Tâche à faire: Mets à jour le passage du texte sur la science moderne qui commence par "Ces interrogations soulèvent" et se termine par "certains scientifiques contemporains.". Recopie-le en remplaçant "méconnu" par "ignoré".

Le texte:
>>>

Quelles furent, dans ce processus, les contributions respectives de Copernic, Kepler, Galilée et Newton, et d’un philosophe comme Descartes ? La conscience des heures égales, qui avait accompagné la diffusion des horloges mécaniques, a-t-elle joué un rôle dans la décision de prendre le temps comme variable ? Cette science moderne est-elle d’origine chrétienne, comme le prétendent Kojève et tant d’auteurs ? Qu’en est-il du monde arabe, de la Chine ?
Ces interrogations soulèvent bien des débats. En analysant le rôle fondamental, mais aujourd’hui encore méconnu, de la période hellénistique dans la genèse de la science moderne, et en réexaminant la découverte du principe d’inertie ainsi que sa relation au temps, l'ouvrage La mathématisation du temps De la science hellénistique à la science moderne entend proposer une vision plus juste de la Révolution scientifique. L'essai de Jean-Pierre Castel et Jean-Claude Simard met en évidence son origine hellénistique, archimédienne, puis marchande, via notamment le temps des marchands. Il réfute en conséquence la thèse de son origine chrétienne, thèse qui a pourtant pignon sur rue, tant chez les théologiens que chez les philosophes, les historiens, voire les psychanalystes, et même chez certains scientifiques contemporains.

<<<

Matériel recueilli:
>>>

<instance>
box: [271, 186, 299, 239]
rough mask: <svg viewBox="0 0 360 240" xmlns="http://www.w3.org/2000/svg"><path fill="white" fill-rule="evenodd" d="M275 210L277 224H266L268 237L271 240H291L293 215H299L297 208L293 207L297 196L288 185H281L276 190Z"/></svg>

<<<

Réponse:
Ces interrogations soulèvent bien des débats. En analysant le rôle fondamental, mais aujourd’hui encore ignoré, de la période hellénistique dans la genèse de la science moderne, et en réexaminant la découverte du principe d’inertie ainsi que sa relation au temps, l'ouvrage La mathématisation du temps De la science hellénistique à la science moderne entend proposer une vision plus juste de la Révolution scientifique. L'essai de Jean-Pierre Castel et Jean-Claude Simard met en évidence son origine hellénistique, archimédienne, puis marchande, via notamment le temps des marchands. Il réfute en conséquence la thèse de son origine chrétienne, thèse qui a pourtant pignon sur rue, tant chez les théologiens que chez les philosophes, les historiens, voire les psychanalystes, et même chez certains scientifiques contemporains.